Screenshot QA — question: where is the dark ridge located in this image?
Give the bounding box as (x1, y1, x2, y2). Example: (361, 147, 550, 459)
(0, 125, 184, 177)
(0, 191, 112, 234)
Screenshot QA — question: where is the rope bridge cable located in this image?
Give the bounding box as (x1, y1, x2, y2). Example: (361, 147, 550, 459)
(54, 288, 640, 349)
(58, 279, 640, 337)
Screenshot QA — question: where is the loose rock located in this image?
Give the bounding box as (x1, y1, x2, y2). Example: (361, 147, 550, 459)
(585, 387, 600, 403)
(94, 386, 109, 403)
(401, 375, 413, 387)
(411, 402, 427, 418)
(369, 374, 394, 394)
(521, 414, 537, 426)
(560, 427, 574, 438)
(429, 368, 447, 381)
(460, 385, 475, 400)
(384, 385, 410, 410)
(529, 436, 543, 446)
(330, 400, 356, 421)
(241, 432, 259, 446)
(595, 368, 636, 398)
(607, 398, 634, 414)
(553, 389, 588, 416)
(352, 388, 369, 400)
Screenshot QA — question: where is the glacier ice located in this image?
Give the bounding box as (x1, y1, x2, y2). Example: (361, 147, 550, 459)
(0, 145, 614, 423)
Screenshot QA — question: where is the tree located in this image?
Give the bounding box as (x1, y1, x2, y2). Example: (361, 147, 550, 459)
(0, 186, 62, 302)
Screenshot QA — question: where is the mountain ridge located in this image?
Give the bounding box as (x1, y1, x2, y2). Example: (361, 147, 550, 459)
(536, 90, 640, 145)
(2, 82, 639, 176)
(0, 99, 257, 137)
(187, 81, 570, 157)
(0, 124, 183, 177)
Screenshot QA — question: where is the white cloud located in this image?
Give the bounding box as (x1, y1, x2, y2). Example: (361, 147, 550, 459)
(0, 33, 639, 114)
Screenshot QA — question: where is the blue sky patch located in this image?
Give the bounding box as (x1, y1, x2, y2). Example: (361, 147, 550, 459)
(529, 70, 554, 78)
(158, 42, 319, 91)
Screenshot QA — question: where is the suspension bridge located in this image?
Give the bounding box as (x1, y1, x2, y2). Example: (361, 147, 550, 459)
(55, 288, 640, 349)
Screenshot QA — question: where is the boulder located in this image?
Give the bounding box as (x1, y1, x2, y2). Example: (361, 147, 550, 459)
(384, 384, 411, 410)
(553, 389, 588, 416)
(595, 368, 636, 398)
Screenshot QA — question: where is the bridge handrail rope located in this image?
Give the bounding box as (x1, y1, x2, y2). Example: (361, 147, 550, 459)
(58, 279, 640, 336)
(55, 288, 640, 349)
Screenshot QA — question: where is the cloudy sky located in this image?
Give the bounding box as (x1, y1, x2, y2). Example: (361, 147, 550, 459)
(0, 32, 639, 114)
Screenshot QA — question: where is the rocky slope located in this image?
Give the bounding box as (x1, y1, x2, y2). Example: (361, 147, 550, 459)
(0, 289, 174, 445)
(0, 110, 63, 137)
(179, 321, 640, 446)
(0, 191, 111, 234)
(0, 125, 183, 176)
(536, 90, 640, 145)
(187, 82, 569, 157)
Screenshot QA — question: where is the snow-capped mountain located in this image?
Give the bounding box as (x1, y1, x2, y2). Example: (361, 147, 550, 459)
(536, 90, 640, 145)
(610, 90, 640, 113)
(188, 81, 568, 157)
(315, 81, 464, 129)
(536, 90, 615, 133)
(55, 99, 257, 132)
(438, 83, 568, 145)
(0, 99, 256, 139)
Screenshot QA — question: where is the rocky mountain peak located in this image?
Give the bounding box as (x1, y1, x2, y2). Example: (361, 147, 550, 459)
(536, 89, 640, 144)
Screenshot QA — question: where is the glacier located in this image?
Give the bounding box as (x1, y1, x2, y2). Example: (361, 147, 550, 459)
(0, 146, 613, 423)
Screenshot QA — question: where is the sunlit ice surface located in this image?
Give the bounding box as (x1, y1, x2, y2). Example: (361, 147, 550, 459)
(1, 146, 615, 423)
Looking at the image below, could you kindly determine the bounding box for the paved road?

ASSIGNED TASK: Everything in the listing should be written out exactly.

EXPECTED ANSWER:
Screenshot QA — question: where is the dark ridge located in this image?
Give the bounding box as (x1, y1, x2, y2). Example: (361, 147, 550, 459)
(0, 125, 184, 177)
(0, 191, 112, 234)
Screenshot QA — question: where is the rope bridge cable located in this image?
Give the bounding box as (x1, y1, x2, y2). Example: (361, 147, 550, 459)
(54, 288, 640, 349)
(58, 279, 640, 337)
Screenshot QA — question: where is the loose rock located in this image?
Give the bounding box as (x1, y1, x2, y2). Example: (361, 147, 550, 459)
(585, 387, 600, 403)
(94, 386, 109, 403)
(401, 375, 413, 387)
(411, 402, 427, 418)
(369, 374, 394, 394)
(521, 414, 537, 426)
(560, 427, 574, 438)
(429, 368, 447, 381)
(460, 385, 475, 400)
(384, 385, 410, 410)
(529, 436, 543, 446)
(330, 400, 356, 421)
(241, 432, 259, 446)
(595, 368, 636, 398)
(607, 398, 634, 414)
(553, 389, 588, 416)
(352, 388, 369, 400)
Screenshot QA — question: where is the glacier ice located in this image?
Give the bounding box as (x1, y1, x2, y2). Example: (361, 147, 550, 459)
(0, 145, 614, 423)
Screenshot QA — question: where is the tree located in this image?
Give the bounding box as (x1, y1, x2, y2). Example: (361, 147, 550, 459)
(0, 186, 62, 302)
Screenshot QA — question: where is the mountain ridge located in this image?
Give the bounding box as (x1, y1, x2, y2). Example: (361, 147, 550, 459)
(536, 90, 640, 145)
(2, 82, 639, 176)
(0, 99, 257, 137)
(187, 81, 570, 157)
(0, 124, 183, 177)
Screenshot QA — question: where is the white cloud located in this image?
Give the bounding box as (x1, y1, x2, y2). Example: (361, 147, 550, 459)
(0, 33, 639, 114)
Screenshot QA — question: where is the blue sky patch located in this image?
Give the bounding box as (x1, y1, x2, y2). Example: (361, 147, 550, 459)
(529, 70, 554, 78)
(158, 42, 319, 91)
Screenshot QA — question: where is the suspension bridge located in this image?
Give the bounding box as (x1, y1, x2, y2). Example: (361, 147, 550, 459)
(55, 288, 640, 349)
Screenshot QA — question: where is the boulder located in this image?
Give the bounding box as (x1, y1, x2, y2). Example: (361, 147, 550, 459)
(384, 384, 411, 410)
(553, 389, 588, 416)
(595, 368, 636, 398)
Screenshot QA — question: where is the bridge handrail rope located in this image?
Give the bounding box as (x1, y1, x2, y2). Example: (361, 147, 550, 459)
(58, 279, 640, 336)
(55, 288, 640, 349)
Screenshot QA — question: where is the cloudy sky located in this image?
Give the bounding box as (x1, y1, x2, y2). Example: (361, 147, 550, 459)
(0, 32, 639, 114)
Screenshot QA — question: where is the rocky slope located in this image?
Give the bounding box as (x1, y1, x2, y2). Example: (361, 147, 550, 459)
(0, 289, 174, 445)
(0, 110, 63, 137)
(179, 321, 640, 446)
(0, 191, 111, 234)
(0, 125, 183, 176)
(536, 90, 640, 145)
(187, 82, 569, 157)
Screenshot QA — question: where is the snow-capped mountain located in this image?
Give the bounding box as (x1, y1, x2, y2). Example: (361, 147, 550, 459)
(536, 90, 640, 145)
(610, 90, 640, 113)
(188, 81, 568, 157)
(315, 81, 464, 129)
(536, 90, 615, 133)
(55, 99, 257, 132)
(438, 83, 568, 145)
(0, 99, 256, 139)
Screenshot QA — question: where is the rocky mountain peak located in this image?
Give the bounding box as (x1, y1, x2, y2). Example: (361, 147, 550, 459)
(536, 89, 640, 144)
Screenshot QA — question: where is the glacier located in this image?
Give the bounding box as (x1, y1, x2, y2). Example: (361, 147, 550, 459)
(0, 146, 613, 423)
Screenshot QA — question: where is the sunlit ice surface located in this image?
Give the bounding box as (x1, y1, x2, y2). Example: (361, 147, 550, 459)
(1, 146, 615, 423)
Looking at the image below, could you kindly determine the bounding box for the paved road?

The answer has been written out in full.